Exercise prompt
Locate every line in the rows below that contains the string "paving" and copy each of those lines.

::: Records for the task

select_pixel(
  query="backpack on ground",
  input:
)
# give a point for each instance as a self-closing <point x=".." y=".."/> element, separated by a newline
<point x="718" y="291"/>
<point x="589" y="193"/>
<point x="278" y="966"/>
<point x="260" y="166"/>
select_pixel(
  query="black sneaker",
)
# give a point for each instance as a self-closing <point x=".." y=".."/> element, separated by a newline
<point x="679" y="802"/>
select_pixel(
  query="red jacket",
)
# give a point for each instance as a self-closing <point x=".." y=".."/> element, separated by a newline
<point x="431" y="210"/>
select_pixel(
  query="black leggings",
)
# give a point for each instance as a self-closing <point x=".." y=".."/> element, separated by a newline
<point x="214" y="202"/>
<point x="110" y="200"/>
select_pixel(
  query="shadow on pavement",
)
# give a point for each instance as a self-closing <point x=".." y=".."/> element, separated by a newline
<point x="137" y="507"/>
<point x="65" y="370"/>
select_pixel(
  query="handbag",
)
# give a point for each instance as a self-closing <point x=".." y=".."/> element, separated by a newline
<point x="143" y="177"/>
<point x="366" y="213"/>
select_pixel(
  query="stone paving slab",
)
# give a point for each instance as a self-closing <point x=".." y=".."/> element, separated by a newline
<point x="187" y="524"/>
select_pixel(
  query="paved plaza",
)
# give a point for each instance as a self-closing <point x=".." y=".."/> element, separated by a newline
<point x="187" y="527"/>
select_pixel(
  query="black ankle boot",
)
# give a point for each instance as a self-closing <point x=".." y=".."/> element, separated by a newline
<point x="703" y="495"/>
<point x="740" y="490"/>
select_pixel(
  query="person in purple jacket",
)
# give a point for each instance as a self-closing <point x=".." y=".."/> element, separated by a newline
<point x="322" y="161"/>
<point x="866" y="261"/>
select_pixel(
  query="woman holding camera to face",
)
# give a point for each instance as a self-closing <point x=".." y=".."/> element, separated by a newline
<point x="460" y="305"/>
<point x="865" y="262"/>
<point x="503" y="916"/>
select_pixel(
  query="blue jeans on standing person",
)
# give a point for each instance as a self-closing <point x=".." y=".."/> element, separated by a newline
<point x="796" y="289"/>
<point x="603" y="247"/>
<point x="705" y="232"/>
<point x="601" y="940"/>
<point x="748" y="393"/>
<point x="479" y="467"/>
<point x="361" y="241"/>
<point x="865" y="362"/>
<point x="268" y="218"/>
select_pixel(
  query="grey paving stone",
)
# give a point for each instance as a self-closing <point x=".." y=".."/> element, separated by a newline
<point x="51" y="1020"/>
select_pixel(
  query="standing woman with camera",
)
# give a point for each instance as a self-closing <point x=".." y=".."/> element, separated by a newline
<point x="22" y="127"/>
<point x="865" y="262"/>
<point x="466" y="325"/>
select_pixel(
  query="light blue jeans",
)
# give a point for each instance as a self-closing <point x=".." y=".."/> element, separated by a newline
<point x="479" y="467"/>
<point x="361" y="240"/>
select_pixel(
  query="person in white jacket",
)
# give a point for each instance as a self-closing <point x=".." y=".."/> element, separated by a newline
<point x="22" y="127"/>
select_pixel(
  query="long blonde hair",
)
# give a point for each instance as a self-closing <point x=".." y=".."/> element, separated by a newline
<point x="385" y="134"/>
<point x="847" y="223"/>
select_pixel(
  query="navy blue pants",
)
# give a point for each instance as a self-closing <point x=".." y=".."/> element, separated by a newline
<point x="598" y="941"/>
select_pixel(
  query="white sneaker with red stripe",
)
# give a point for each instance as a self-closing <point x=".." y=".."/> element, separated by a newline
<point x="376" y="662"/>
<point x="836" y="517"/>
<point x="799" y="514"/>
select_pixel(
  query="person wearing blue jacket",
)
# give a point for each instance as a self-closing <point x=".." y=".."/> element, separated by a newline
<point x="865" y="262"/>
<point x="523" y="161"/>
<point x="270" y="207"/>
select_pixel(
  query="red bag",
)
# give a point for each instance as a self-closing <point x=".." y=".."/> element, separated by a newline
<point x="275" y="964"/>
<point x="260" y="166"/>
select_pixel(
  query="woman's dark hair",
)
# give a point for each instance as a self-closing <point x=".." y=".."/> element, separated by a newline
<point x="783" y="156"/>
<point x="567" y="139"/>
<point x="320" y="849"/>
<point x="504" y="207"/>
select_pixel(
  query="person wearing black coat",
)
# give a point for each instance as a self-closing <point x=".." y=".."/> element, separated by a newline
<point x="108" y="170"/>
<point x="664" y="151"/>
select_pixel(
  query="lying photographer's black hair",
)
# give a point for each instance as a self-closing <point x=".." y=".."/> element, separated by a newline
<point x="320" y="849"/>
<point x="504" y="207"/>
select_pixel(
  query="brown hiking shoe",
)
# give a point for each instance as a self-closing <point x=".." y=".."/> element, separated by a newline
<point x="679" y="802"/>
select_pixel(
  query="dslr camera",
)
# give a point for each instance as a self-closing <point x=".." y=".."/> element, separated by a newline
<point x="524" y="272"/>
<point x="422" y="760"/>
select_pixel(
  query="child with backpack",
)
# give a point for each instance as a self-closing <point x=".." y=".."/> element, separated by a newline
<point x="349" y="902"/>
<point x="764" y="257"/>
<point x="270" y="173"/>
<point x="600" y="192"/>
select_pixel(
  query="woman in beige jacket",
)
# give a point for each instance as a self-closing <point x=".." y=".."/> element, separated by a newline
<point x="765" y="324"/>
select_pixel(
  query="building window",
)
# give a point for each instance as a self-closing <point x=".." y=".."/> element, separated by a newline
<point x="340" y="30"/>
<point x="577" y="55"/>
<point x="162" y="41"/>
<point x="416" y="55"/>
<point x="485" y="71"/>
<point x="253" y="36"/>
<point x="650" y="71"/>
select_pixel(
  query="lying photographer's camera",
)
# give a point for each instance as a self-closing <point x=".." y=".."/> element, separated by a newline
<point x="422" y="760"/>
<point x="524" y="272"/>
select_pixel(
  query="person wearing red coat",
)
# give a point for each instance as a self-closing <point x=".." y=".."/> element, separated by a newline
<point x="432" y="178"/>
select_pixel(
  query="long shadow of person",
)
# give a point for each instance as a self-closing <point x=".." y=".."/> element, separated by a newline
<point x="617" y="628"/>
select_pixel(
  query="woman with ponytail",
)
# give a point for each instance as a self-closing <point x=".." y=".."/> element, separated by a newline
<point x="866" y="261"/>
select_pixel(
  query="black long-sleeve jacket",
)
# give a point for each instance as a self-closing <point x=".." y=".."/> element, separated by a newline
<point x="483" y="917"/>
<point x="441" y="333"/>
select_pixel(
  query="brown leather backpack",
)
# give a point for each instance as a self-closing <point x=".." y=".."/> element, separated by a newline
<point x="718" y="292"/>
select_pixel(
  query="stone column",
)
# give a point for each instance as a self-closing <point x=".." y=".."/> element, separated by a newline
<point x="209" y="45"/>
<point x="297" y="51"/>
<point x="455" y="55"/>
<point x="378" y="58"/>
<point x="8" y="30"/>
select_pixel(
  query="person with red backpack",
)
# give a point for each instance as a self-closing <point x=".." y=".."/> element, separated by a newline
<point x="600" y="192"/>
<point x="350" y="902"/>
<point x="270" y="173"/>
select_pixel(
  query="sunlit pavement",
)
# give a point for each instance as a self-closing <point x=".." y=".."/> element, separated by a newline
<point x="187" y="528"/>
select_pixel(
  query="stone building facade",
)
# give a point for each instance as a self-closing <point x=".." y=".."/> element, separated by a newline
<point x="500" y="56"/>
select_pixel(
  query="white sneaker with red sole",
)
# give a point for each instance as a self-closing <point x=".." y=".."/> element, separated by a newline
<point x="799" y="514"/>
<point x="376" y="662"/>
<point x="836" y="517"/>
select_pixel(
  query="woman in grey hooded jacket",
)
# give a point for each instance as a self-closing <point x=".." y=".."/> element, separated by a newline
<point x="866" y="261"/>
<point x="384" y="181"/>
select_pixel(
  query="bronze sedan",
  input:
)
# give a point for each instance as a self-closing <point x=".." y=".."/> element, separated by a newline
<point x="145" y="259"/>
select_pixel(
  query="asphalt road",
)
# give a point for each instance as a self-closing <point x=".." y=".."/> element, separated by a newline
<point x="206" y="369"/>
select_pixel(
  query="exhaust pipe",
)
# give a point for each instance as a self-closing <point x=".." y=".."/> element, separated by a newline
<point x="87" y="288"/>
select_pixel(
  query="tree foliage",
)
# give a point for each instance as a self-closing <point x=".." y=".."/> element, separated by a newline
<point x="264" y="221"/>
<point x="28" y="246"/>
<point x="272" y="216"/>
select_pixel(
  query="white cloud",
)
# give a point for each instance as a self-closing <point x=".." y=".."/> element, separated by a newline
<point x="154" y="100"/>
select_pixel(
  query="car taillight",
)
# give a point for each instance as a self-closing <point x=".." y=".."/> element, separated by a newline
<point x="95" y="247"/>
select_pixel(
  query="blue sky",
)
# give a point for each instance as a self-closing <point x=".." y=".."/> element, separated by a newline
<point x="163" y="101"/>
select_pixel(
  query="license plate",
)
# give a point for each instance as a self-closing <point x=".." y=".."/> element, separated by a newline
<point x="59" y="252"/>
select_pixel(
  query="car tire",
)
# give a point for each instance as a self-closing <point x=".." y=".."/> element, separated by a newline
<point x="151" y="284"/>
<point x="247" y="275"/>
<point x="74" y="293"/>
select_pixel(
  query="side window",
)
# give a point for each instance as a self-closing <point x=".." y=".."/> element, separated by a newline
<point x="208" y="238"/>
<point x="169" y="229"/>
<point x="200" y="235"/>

::::::

Exercise response
  query="stone paving slab",
  query="grey paving stone",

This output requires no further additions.